→ Goals:
- A) In the Btrfs send patch discussion below, above how many references does the patch skip backreference walking for an extent?
- B) Continue the Btrfs send patch discussion below, picking up right after its final sentence.

Re: [PATCH] Btrfs: send, skip backreference walking for extents with many references

[Date Prev][Date Next][Thread Prev][Thread Next][Date Index][Thread Index]

 



On 20.01.2020 12:30 Martin Raiber wrote:
> On 20.01.2020 11:57 Filipe Manana wrote:
>> On Sat, Jan 18, 2020 at 6:42 PM Martin Raiber <martin@xxxxxxxxxxxx> wrote:
>>> On 26.11.2019 18:52 Martin Raiber wrote:
>>>> On 30.10.2019 13:23 fdmanana@xxxxxxxxxx wrote:
>>>>> From: Filipe Manana <fdmanana@xxxxxxxx>
>>>>>
>>>>> Backreference walking, which is used by send to figure if it can issue
>>>>> clone operations instead of write operations, can be very slow and use too
>>>>> much memory when extents have many references. This change simply skips
>>>>> backreference walking when an extent has more than 64 references, in which
>>>>> case we fallback to a write operation instead of a clone operation. This
>>>>> limit is conservative and in practice I observed no signicant slowdown
>>>>> with up to 100 references and still low memory usage up to that limit.
>>>>>
>>>>> This is a temporary workaround until there are speedups in the backref
>>>>> walking code, and as such it does not attempt to add extra interfaces or
>>>>> knobs to tweak the threshold.
>>>> Thanks for the patch!
>>>>
>>>> Did some further deliberation on  the problem, and for me the best short
>>>> term solution (apart from your patch) for the send clone source
>>>> detection would be to offload it to userspace.
>>>> I.e. a flag like "--no-data"/BTRFS_SEND_FLAG_NO_FILE_DATA that disables
>>>> clone source detection.
>>>> Userspace can then take each BTRFS_SEND_C_UPDATE_EXTENT and look if it
>>>> is in the clone sources/on the send target. If it is a dedup tool it can
>>>> use its dedup database, it can use a cache or it can use
>>>> BTRFS_IOC_LOGICAL_INO. Another advantage is that user space can do this
>>>> in multiple threads.

→ Given data:
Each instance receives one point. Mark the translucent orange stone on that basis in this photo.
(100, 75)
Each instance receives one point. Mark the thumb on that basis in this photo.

→ Task answers:
- A) More than 64 references.

- B)
>>>>
>>>> Only problem I can think of is that send prevents subvol removal and
>>>> dedup during send, but user space may not be finished with the actual
>>>> send stream once send has finished outputting the metadata. So there may
>>>> be some issues there, but not if one has control over when removal/dedup
>>>> happens.
>>> I was still having performance issues even with this patch. Shouldn't be
>>> too hard to reproduce. E.g., I have a ~10GB sqlite db with 1236459
>>> extents (as dbs tend to have on btrfs). Sending that (even with only two
>>> snapshots) causes it to be cpu limited.
>>>
>>> So I went ahead and continued to use the patch that disables backref
>>> walking in send (for the db above the backref walking doesn't do
>>> anything anyway), but use it in combination with "--no-data" to read
>>> file data and then dedup in user space (only whole file dedup for now).
>>> This is all a bit application specific. Is anyone interested in the code?
>> You should only see performance improvement if you have extents that
>> have more than 64 references.
>> You mention two snapshots, but you don't mention if there are extents
>> that are shared through reflinks (cloning and deduplication).
>> Also, is compression enabled? That can have a very significant impact,
>> specially for zstd.
>>
>> Thanks.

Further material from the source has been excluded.